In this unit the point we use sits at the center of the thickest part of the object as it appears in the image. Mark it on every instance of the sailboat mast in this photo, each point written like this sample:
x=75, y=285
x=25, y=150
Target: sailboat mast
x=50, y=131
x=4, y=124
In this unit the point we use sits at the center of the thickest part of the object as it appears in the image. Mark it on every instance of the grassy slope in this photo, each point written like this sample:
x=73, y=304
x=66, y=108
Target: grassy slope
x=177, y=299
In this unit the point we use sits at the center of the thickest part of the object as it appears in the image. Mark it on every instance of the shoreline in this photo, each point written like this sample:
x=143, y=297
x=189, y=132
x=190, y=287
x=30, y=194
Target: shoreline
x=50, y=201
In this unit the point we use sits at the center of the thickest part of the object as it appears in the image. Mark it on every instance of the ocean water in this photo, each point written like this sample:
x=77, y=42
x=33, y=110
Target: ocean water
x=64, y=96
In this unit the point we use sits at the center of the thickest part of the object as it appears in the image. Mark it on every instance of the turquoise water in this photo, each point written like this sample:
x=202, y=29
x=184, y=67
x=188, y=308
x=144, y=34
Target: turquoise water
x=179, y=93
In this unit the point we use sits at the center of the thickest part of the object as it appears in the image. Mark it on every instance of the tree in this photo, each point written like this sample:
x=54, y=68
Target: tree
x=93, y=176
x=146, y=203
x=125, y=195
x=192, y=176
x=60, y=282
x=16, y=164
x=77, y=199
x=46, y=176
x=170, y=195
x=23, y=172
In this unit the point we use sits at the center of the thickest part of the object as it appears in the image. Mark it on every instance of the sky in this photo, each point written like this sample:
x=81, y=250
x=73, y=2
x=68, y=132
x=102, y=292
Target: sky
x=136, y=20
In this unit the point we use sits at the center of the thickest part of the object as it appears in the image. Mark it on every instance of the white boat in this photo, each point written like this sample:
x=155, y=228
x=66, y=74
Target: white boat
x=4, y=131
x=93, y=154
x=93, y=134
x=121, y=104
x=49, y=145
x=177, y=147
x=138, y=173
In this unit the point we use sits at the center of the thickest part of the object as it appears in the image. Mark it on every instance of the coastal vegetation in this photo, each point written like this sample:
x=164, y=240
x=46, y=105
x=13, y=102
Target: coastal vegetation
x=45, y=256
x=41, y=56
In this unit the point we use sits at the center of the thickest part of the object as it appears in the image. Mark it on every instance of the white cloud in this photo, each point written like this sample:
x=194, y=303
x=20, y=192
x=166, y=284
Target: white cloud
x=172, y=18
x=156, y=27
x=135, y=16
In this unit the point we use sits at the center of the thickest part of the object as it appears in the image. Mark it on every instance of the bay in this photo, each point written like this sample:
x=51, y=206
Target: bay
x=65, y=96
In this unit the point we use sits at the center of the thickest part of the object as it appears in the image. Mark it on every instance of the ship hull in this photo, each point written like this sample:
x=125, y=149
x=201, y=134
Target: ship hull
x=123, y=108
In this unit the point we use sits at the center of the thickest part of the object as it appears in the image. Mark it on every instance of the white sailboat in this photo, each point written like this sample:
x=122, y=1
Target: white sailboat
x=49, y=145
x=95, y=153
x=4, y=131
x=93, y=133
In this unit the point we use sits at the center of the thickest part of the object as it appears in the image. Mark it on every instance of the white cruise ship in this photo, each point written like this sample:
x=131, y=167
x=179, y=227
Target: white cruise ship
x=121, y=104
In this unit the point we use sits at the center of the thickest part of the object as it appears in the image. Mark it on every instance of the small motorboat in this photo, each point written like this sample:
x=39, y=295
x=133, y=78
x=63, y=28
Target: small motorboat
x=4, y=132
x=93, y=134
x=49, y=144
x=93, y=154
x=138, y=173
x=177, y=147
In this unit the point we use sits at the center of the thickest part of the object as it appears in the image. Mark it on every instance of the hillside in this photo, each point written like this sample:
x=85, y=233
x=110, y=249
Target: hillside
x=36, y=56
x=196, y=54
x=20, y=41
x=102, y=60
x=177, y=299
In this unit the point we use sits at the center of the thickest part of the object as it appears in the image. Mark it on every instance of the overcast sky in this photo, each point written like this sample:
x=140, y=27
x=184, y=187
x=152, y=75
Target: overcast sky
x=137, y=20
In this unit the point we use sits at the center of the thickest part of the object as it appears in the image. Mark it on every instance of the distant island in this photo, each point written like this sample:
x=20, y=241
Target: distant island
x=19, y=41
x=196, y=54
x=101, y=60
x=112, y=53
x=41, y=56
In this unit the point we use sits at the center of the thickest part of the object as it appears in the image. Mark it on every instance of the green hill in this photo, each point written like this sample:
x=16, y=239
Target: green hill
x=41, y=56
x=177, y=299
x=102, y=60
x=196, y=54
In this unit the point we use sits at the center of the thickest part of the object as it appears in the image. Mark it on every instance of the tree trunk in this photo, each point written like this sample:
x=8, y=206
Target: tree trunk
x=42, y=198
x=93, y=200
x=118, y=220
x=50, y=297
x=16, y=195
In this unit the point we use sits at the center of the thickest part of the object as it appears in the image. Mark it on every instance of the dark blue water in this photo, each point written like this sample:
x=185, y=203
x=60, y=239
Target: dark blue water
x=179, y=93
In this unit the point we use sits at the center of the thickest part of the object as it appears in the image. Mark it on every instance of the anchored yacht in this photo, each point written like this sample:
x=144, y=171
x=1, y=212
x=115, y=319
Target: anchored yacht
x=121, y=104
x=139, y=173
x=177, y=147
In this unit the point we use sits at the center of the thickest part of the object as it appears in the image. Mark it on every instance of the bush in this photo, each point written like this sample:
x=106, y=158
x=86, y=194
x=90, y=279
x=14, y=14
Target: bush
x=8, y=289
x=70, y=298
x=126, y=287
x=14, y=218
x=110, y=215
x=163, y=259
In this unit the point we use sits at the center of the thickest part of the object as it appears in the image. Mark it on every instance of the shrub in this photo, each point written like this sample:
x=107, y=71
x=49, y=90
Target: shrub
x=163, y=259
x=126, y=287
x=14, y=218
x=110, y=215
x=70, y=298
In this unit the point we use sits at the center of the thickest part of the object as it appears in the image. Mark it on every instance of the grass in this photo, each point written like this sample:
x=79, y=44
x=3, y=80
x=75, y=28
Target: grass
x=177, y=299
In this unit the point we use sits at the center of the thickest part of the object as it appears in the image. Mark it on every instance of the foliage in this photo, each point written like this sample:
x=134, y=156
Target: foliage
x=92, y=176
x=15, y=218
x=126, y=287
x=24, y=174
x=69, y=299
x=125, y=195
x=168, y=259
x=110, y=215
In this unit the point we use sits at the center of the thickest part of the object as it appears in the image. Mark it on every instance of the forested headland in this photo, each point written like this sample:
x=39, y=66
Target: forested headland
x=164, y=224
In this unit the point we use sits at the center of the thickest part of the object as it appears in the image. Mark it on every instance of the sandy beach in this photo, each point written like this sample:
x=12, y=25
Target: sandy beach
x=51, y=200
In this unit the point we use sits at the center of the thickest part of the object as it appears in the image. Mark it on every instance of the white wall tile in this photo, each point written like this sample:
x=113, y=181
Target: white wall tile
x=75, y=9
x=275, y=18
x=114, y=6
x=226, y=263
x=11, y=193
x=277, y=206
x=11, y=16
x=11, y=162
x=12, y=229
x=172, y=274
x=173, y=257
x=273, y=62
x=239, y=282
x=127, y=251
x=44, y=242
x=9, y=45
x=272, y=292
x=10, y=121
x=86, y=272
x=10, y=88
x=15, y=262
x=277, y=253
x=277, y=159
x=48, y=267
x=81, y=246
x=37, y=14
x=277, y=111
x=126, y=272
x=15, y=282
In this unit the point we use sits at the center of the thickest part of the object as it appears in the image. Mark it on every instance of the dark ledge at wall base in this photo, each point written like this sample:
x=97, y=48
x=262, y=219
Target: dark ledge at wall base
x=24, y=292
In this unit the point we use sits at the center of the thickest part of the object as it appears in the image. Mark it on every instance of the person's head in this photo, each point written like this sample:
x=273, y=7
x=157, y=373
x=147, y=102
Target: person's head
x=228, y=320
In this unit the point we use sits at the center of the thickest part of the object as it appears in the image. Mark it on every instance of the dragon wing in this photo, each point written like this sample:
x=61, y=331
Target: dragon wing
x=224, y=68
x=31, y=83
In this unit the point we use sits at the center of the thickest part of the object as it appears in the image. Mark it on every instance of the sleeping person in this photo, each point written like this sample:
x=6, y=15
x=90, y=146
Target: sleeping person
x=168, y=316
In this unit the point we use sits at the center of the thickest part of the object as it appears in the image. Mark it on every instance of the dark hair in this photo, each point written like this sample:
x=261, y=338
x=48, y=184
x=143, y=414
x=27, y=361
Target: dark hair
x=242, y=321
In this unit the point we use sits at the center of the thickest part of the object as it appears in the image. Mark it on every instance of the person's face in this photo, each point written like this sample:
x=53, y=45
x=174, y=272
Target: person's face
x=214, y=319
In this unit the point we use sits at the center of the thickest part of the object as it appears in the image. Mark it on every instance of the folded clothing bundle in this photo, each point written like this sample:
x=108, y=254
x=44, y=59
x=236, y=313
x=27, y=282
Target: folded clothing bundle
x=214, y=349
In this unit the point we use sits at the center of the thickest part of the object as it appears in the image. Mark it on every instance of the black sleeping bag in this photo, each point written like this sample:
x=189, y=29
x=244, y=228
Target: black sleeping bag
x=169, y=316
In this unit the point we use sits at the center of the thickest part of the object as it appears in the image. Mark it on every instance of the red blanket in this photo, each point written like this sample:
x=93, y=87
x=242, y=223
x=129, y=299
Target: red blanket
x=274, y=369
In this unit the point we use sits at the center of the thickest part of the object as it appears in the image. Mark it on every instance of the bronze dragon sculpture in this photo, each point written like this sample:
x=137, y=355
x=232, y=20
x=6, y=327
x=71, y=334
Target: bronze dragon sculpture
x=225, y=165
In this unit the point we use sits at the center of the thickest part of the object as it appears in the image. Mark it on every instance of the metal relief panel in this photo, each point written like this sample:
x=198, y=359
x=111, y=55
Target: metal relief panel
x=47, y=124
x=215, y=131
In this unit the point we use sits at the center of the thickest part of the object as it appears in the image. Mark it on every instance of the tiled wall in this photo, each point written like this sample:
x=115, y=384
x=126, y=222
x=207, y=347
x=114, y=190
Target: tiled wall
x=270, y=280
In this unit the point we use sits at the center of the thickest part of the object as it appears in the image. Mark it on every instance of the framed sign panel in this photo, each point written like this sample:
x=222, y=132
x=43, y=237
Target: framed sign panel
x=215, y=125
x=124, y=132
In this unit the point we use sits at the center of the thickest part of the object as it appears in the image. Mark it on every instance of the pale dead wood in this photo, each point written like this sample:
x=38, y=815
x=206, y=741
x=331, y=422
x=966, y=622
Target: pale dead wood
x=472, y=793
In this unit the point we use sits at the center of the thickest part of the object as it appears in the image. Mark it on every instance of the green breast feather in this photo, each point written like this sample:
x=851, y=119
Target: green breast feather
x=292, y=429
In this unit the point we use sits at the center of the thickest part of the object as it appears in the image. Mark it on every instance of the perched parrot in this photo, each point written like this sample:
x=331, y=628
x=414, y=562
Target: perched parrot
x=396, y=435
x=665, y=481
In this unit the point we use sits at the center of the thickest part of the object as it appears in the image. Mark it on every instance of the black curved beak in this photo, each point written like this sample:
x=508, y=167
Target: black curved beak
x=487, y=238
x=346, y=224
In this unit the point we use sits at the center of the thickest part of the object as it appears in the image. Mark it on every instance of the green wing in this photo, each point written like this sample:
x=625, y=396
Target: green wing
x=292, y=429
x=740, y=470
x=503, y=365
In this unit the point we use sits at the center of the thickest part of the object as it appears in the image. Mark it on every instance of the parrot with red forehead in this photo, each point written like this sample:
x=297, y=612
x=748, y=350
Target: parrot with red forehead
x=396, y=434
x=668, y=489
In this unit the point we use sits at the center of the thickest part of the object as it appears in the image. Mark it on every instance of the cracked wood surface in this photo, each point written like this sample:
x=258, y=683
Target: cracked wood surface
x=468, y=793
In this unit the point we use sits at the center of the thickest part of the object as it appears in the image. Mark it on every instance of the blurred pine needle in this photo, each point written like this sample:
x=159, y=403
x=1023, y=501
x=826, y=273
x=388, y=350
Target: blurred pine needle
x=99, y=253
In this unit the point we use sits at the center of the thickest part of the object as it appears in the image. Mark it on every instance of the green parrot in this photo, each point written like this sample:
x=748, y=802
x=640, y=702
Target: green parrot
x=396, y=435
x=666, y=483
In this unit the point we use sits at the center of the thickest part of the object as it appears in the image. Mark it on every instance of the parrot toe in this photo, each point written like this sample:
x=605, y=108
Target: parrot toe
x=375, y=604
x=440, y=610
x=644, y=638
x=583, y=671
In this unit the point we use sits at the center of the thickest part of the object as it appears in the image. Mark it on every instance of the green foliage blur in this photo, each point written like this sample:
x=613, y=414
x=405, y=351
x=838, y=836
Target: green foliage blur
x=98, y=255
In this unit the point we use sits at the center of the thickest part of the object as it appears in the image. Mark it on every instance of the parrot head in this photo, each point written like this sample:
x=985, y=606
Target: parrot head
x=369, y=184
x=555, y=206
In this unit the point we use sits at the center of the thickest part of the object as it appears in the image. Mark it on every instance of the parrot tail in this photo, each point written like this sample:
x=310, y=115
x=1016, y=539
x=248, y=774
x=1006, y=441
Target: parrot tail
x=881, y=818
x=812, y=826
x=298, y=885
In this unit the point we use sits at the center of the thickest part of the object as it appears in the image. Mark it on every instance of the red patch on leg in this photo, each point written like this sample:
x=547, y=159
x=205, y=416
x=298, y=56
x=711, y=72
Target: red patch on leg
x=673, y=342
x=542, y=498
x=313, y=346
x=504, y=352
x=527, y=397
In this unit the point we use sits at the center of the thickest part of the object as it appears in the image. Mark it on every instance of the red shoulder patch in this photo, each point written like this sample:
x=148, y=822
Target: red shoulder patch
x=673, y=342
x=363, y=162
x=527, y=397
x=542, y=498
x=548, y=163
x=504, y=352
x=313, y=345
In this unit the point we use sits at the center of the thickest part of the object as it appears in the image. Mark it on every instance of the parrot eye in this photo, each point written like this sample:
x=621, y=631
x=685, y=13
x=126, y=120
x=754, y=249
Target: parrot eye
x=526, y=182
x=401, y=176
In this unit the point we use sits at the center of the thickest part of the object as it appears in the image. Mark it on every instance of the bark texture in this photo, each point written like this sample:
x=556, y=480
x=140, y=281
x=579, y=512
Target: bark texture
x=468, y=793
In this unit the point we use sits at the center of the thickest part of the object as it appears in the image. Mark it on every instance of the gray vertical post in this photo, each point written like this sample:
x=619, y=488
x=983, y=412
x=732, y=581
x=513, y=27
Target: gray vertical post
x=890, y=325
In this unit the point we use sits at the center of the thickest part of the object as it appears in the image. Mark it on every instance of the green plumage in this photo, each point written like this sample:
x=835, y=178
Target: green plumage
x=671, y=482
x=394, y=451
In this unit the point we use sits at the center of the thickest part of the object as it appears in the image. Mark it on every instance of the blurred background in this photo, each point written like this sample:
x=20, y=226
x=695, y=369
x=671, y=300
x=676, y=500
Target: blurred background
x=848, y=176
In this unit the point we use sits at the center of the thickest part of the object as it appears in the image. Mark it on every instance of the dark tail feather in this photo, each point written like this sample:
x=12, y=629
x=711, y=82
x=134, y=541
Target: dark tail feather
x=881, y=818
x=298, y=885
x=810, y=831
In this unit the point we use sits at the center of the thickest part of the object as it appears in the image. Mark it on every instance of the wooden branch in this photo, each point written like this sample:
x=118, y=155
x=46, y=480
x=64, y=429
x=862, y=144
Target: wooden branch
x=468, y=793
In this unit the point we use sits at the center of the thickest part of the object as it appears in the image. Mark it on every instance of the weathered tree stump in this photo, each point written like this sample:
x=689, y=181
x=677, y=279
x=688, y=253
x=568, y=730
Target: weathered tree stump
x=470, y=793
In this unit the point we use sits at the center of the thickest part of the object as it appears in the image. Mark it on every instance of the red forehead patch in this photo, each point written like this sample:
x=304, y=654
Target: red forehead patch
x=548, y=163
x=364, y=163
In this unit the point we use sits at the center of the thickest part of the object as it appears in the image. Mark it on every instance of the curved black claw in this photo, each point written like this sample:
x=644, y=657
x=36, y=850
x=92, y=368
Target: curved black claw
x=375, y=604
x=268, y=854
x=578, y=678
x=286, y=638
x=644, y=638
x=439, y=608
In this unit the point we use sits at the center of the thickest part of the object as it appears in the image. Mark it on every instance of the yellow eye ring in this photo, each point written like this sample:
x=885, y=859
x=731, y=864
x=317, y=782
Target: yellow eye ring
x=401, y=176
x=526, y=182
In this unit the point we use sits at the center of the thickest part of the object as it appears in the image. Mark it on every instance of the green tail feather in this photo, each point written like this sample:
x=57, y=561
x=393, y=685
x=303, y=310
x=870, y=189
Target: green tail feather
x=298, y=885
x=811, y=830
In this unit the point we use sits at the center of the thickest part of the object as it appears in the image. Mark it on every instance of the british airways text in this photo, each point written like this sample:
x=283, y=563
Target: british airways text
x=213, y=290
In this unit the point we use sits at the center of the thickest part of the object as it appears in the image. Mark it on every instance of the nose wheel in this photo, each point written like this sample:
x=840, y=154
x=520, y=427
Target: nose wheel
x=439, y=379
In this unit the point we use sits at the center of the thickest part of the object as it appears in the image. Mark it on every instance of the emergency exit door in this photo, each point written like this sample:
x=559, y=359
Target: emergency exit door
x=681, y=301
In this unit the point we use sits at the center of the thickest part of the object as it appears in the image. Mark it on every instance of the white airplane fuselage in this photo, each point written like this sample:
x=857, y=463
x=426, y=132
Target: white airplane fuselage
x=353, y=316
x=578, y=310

═══

#### GIVEN INSTRUCTION
Reproduce verbatim the lines between the one containing "the dark ledge" and the one containing "x=168, y=316", inclusive.

#### EXERCISE ANSWER
In this unit the point we use sits at the center of the thickest part of the object as it appears in the image. Mark it on every instance of the dark ledge at wall base in this photo, each point written like this sample:
x=97, y=48
x=262, y=219
Target: dark ledge at wall base
x=24, y=292
In this unit the point we use sits at the center of the thickest part of the object as it appears in the image. Mark it on every instance of the person's head in this photo, each point written like this sample:
x=273, y=7
x=157, y=373
x=147, y=102
Target: person's head
x=228, y=320
In this unit the point we use sits at the center of the thickest part of the object as it appears in the image. Mark it on every instance of the dragon wing in this photo, each point written like this sample:
x=61, y=331
Target: dragon wing
x=224, y=68
x=31, y=83
In this unit the point we use sits at the center of the thickest part of the object as it appears in the image. Mark it on every instance of the sleeping person in this photo, each point written like this sample:
x=6, y=15
x=90, y=146
Target: sleeping person
x=168, y=316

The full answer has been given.